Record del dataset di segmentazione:

######

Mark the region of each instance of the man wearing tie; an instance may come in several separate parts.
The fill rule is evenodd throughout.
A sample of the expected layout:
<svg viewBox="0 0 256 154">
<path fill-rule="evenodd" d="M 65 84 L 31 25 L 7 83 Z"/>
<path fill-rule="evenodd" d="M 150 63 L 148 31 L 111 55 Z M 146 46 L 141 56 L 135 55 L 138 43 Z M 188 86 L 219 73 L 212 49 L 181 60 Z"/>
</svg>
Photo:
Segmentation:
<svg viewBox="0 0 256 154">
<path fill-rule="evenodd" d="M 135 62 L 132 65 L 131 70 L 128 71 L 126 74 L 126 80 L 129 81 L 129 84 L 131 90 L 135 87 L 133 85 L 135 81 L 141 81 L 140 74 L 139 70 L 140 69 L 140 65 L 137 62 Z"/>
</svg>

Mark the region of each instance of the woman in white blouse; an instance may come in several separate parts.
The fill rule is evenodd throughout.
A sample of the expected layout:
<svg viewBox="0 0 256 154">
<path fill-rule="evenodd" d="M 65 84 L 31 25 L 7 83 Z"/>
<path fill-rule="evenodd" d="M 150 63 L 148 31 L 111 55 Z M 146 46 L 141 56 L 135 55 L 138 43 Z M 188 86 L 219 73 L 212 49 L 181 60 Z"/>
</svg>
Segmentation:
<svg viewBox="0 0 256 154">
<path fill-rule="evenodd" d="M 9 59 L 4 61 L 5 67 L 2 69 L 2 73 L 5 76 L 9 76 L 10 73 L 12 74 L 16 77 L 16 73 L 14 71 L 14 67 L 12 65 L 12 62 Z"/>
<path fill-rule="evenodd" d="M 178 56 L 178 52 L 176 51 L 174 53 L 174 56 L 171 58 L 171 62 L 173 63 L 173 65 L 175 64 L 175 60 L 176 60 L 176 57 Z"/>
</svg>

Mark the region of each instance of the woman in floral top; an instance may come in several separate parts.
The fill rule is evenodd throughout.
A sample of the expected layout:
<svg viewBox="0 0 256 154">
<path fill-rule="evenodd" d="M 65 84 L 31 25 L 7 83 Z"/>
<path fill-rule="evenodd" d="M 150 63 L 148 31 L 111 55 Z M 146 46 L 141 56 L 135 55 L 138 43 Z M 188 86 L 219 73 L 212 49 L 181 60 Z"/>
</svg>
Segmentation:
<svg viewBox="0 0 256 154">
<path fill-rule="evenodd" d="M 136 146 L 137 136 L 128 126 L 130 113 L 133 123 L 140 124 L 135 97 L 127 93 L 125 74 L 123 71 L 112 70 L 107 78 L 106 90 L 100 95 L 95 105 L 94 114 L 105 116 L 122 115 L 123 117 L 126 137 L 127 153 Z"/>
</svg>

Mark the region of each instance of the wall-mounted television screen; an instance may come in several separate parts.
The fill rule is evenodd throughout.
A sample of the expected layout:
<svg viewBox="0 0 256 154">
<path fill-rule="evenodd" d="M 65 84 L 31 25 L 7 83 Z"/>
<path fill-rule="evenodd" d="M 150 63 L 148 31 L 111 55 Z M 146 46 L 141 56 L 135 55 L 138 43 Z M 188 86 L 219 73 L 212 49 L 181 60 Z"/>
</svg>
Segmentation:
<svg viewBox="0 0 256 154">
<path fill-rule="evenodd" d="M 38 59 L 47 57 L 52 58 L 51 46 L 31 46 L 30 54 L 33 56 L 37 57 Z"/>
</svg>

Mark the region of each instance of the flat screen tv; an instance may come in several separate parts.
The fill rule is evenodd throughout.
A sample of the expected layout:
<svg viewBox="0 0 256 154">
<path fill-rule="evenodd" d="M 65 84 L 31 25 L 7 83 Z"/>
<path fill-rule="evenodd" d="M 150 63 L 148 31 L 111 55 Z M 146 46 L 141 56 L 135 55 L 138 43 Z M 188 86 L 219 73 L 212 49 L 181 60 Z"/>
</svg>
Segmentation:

######

RICHIESTA SCRITTA:
Citi testualmente le righe dell'elenco a partire da quella che contiene "Mark the region of each instance of the woman in floral" e proseguendo fino alla fine dell'elenco, includendo sia la prima sia l'ultima riga.

RISPOSTA ALL'ESERCIZIO:
Mark the region of each instance of the woman in floral top; an instance may come in several separate parts.
The fill rule is evenodd throughout.
A sample of the expected layout:
<svg viewBox="0 0 256 154">
<path fill-rule="evenodd" d="M 65 84 L 31 25 L 7 83 Z"/>
<path fill-rule="evenodd" d="M 150 63 L 148 31 L 111 55 Z M 146 46 L 141 56 L 135 55 L 138 43 Z M 188 86 L 219 73 L 212 49 L 181 60 Z"/>
</svg>
Segmentation:
<svg viewBox="0 0 256 154">
<path fill-rule="evenodd" d="M 136 146 L 137 136 L 128 126 L 130 113 L 133 123 L 140 124 L 135 97 L 127 93 L 125 74 L 123 71 L 112 70 L 107 78 L 106 90 L 100 95 L 95 105 L 94 114 L 105 116 L 122 115 L 123 117 L 126 137 L 127 153 Z"/>
</svg>

Mark the region of each instance of the wall-mounted television screen; an instance may come in several separate parts.
The fill rule is evenodd throughout.
A sample of the expected layout:
<svg viewBox="0 0 256 154">
<path fill-rule="evenodd" d="M 65 84 L 31 25 L 7 83 Z"/>
<path fill-rule="evenodd" d="M 150 63 L 148 31 L 111 55 Z M 146 46 L 141 56 L 135 55 L 138 43 Z M 188 86 L 219 73 L 212 49 L 181 60 Z"/>
</svg>
Segmentation:
<svg viewBox="0 0 256 154">
<path fill-rule="evenodd" d="M 38 59 L 47 57 L 52 58 L 51 46 L 31 46 L 30 54 L 33 56 L 37 57 Z"/>
</svg>

Mark the region of each instance of the flat screen tv; an instance may come in several separate parts.
The fill rule is evenodd throughout.
A sample of the expected layout:
<svg viewBox="0 0 256 154">
<path fill-rule="evenodd" d="M 65 84 L 31 25 L 7 83 Z"/>
<path fill-rule="evenodd" d="M 150 63 L 148 31 L 111 55 Z M 146 46 L 141 56 L 135 55 L 138 43 Z M 188 86 L 219 73 L 212 49 L 181 60 Z"/>
</svg>
Segmentation:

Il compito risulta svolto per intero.